- Pointing dataset records:
------------------------------
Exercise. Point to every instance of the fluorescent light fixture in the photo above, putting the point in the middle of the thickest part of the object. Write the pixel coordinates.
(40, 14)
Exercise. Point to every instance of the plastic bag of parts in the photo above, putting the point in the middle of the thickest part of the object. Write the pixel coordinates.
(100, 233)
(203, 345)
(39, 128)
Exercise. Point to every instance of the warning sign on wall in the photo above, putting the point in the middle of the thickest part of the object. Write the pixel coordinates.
------------------------------
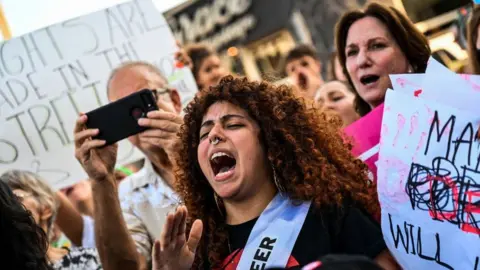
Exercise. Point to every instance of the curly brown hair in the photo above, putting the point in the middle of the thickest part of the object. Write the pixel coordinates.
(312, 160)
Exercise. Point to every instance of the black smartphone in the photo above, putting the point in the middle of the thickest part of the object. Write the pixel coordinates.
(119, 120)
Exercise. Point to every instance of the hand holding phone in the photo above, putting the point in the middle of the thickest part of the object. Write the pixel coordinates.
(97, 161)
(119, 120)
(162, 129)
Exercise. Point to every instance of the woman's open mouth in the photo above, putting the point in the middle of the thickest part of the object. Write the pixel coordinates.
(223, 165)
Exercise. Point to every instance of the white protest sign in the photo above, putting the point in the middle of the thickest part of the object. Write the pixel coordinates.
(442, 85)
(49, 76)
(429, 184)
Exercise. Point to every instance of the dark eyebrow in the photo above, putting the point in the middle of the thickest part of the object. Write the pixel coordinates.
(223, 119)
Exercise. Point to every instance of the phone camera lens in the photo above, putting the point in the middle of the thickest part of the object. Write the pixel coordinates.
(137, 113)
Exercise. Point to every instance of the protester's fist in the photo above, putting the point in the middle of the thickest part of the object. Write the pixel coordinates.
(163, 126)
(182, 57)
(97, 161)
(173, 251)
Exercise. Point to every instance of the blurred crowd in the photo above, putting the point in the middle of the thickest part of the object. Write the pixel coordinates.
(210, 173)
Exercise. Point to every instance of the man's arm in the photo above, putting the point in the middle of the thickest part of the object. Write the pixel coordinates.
------------------------------
Please give everything from the line containing "Exercise. Point to every instance of the blurred" down to and including the line containing "Exercise. Point to every instance of the man's" as a JSON list of strings, one string per line, with blank lines left out.

[
  "Exercise. Point to every instance of the blurred crowd in the photo above, putting the point in the middle of the thickest part of the object. Write the pixel coordinates.",
  "(210, 173)",
  "Exercise. Point to every instance of the man's arm in the photo above, putting the point in the middle of the thickest part of the object. Write the pixel coordinates."
]